Return, unchanged, every line of the records from the one containing "lookup: cluster of pink petals?" through the final line, with both ends included.

# # # # #

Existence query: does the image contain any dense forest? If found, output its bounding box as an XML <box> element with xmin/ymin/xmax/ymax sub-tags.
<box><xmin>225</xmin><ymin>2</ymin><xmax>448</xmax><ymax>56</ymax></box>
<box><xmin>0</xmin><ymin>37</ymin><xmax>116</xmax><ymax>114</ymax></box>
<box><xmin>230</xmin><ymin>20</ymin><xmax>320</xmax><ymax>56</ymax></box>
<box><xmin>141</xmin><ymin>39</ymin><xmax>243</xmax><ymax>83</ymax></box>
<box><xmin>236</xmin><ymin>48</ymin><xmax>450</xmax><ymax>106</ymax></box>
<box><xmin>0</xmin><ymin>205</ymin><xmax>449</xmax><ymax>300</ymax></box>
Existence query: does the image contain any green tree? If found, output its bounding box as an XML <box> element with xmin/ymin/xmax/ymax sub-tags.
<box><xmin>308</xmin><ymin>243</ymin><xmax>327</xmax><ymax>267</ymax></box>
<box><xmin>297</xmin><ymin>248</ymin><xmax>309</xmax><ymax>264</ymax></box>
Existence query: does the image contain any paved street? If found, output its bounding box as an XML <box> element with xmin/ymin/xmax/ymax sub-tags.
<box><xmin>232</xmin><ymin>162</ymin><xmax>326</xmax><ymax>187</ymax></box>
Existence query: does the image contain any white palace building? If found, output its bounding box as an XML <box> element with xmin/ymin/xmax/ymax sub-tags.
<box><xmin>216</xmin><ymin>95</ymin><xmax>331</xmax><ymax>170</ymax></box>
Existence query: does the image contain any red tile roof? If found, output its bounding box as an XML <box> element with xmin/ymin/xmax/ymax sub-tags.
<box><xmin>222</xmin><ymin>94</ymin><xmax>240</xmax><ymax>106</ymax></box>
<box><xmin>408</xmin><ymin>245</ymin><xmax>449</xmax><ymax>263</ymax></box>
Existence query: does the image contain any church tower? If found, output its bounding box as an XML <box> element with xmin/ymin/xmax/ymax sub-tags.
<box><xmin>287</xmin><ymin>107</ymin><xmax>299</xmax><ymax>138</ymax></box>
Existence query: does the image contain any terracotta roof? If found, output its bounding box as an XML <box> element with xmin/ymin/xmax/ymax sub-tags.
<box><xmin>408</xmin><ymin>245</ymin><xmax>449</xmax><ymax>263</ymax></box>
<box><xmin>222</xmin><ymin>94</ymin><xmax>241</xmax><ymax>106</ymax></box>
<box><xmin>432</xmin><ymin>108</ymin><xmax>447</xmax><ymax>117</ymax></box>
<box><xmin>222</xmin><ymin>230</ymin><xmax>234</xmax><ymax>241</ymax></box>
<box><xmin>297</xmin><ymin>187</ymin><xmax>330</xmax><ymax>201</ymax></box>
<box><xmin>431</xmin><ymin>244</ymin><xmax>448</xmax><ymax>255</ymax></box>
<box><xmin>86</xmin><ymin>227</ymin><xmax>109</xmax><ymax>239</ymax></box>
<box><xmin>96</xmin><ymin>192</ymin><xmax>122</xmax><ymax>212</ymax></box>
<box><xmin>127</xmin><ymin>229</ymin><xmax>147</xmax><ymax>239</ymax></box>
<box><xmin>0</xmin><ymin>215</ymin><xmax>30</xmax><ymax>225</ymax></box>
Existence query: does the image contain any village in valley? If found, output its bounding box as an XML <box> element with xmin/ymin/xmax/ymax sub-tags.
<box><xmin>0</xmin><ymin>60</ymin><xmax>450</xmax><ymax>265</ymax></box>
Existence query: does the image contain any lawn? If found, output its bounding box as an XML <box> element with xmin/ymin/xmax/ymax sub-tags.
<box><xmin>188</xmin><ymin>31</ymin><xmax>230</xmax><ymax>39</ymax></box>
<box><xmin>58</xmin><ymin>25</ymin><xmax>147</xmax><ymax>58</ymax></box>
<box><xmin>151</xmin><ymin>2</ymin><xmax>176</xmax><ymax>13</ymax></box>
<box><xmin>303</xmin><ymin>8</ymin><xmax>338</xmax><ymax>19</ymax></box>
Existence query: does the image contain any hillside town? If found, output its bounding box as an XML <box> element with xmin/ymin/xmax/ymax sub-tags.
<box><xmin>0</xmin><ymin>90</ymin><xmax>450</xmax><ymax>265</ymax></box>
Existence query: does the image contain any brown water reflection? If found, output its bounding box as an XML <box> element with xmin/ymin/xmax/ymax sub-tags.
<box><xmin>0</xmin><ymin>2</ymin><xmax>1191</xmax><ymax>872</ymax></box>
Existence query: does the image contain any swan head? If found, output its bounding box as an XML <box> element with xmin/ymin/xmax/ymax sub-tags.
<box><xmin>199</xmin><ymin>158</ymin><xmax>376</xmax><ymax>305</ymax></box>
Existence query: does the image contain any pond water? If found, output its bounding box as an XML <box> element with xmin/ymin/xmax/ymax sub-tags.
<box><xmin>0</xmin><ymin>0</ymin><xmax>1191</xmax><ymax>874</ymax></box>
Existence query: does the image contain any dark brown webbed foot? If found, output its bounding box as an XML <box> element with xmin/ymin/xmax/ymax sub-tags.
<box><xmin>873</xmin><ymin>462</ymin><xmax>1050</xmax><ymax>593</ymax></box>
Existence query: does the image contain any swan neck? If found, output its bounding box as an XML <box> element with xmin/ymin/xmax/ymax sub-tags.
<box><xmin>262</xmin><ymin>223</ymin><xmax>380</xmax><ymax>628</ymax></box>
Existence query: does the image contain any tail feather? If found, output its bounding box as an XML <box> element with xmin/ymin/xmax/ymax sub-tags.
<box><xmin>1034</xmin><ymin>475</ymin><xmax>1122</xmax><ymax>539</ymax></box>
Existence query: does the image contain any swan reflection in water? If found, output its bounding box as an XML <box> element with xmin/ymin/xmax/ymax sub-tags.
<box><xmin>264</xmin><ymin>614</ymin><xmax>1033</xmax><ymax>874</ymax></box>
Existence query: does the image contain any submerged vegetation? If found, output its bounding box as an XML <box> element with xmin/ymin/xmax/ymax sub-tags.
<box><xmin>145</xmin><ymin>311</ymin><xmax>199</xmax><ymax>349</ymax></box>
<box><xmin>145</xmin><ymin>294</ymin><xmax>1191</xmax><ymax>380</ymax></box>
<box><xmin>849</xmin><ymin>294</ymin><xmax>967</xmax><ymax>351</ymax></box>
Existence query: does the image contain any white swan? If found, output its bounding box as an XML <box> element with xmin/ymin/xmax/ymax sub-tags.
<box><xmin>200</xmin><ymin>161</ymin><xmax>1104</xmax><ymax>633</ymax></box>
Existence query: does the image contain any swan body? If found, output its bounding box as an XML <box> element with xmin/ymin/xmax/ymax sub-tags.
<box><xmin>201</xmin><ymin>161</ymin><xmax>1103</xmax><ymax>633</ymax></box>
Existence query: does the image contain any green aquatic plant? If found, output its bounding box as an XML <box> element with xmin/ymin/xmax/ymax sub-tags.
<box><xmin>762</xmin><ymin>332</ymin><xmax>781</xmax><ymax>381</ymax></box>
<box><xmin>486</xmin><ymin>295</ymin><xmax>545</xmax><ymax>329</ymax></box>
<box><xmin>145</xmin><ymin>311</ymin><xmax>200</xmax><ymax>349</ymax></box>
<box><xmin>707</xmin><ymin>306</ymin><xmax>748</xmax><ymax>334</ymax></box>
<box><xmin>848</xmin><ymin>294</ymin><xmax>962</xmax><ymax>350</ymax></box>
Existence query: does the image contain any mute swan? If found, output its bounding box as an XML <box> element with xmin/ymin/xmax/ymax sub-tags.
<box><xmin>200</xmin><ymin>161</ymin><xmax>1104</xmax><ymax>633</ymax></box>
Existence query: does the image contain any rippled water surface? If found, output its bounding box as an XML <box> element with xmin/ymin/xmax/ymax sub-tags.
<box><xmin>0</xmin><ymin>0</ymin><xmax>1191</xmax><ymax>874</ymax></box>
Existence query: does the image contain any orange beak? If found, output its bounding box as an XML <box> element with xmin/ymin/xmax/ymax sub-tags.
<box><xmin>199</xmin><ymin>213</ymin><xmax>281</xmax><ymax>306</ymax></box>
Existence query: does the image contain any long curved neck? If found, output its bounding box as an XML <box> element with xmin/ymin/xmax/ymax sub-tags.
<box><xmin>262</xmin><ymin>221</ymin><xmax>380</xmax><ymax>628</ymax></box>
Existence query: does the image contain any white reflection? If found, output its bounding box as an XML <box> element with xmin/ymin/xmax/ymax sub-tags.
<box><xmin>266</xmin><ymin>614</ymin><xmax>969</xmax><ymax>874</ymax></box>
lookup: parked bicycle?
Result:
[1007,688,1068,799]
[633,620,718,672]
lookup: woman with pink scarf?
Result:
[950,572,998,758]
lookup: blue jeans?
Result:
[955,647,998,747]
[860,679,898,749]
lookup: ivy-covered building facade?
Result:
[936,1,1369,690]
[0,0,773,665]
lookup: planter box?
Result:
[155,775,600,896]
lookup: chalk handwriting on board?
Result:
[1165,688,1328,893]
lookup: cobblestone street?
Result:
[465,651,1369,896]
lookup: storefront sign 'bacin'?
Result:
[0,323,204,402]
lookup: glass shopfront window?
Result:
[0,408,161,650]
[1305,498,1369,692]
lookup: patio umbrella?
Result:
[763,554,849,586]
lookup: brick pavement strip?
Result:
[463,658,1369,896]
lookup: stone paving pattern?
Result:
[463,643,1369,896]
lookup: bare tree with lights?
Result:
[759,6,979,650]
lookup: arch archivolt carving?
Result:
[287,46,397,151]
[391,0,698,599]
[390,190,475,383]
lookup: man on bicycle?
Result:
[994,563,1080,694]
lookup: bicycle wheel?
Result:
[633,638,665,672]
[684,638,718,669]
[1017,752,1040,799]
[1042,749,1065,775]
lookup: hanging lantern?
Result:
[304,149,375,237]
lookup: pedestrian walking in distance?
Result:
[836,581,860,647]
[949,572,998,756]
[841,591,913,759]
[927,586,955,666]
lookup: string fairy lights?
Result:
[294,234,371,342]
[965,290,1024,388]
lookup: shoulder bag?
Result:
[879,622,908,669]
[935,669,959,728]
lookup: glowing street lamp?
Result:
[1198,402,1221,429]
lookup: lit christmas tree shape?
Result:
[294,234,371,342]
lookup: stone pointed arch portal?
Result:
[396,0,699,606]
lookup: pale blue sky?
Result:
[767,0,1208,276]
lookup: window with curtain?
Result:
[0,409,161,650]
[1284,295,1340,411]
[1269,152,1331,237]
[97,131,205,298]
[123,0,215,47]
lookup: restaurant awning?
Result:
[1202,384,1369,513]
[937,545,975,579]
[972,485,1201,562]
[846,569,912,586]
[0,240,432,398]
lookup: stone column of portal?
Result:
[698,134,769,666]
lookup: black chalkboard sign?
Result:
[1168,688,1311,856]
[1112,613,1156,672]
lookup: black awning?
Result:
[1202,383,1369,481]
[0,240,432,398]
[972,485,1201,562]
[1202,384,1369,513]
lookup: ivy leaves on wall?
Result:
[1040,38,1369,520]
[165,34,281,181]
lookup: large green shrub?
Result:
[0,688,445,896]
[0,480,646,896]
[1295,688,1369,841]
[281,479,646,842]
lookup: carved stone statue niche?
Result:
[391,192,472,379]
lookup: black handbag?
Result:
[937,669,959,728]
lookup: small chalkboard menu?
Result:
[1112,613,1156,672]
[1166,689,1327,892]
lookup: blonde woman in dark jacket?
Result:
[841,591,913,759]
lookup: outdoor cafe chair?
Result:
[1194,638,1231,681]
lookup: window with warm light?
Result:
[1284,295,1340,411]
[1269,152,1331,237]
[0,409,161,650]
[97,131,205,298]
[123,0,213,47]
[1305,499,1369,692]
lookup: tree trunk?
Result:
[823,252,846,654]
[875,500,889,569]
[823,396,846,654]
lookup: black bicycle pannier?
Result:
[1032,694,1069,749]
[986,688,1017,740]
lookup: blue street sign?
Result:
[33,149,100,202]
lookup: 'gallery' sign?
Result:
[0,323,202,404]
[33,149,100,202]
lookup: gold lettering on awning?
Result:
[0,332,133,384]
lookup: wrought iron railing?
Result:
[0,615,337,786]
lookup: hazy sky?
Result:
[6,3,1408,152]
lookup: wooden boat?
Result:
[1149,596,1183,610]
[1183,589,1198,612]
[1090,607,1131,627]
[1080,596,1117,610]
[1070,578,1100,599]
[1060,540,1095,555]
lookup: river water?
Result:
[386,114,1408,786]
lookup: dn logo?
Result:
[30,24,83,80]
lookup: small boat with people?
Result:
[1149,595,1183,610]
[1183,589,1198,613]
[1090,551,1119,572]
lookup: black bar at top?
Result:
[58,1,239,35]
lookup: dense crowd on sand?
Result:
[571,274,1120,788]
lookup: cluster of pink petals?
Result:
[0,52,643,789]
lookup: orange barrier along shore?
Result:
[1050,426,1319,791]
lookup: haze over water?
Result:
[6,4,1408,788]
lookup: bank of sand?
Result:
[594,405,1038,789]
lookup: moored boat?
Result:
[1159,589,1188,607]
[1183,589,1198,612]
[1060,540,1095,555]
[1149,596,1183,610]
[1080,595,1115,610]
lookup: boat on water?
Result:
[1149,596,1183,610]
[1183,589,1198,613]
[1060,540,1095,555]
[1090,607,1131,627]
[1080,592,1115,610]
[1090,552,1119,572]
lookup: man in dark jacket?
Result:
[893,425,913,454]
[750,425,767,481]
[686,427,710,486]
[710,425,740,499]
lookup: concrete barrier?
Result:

# # # # #

[Exercise output]
lookup: cluster of pink petals?
Result:
[0,52,643,789]
lookup: orange barrier along shore?
Result:
[1050,426,1319,791]
lookup: haze over water?
Result:
[6,4,1408,788]
lookup: bank of sand?
Result:
[594,405,1038,789]
lookup: moored boat?
Result:
[1159,589,1188,607]
[1183,589,1198,612]
[1060,540,1095,555]
[1149,596,1183,610]
[1080,595,1115,610]
lookup: boat on water?
Result:
[1149,596,1183,610]
[1183,589,1198,613]
[1060,540,1095,555]
[1090,607,1131,627]
[1080,592,1115,610]
[1090,552,1119,572]
lookup: man in dark jacket?
Result:
[893,425,913,454]
[750,425,767,481]
[686,427,710,486]
[710,425,740,499]
lookup: concrete barrier?
Result:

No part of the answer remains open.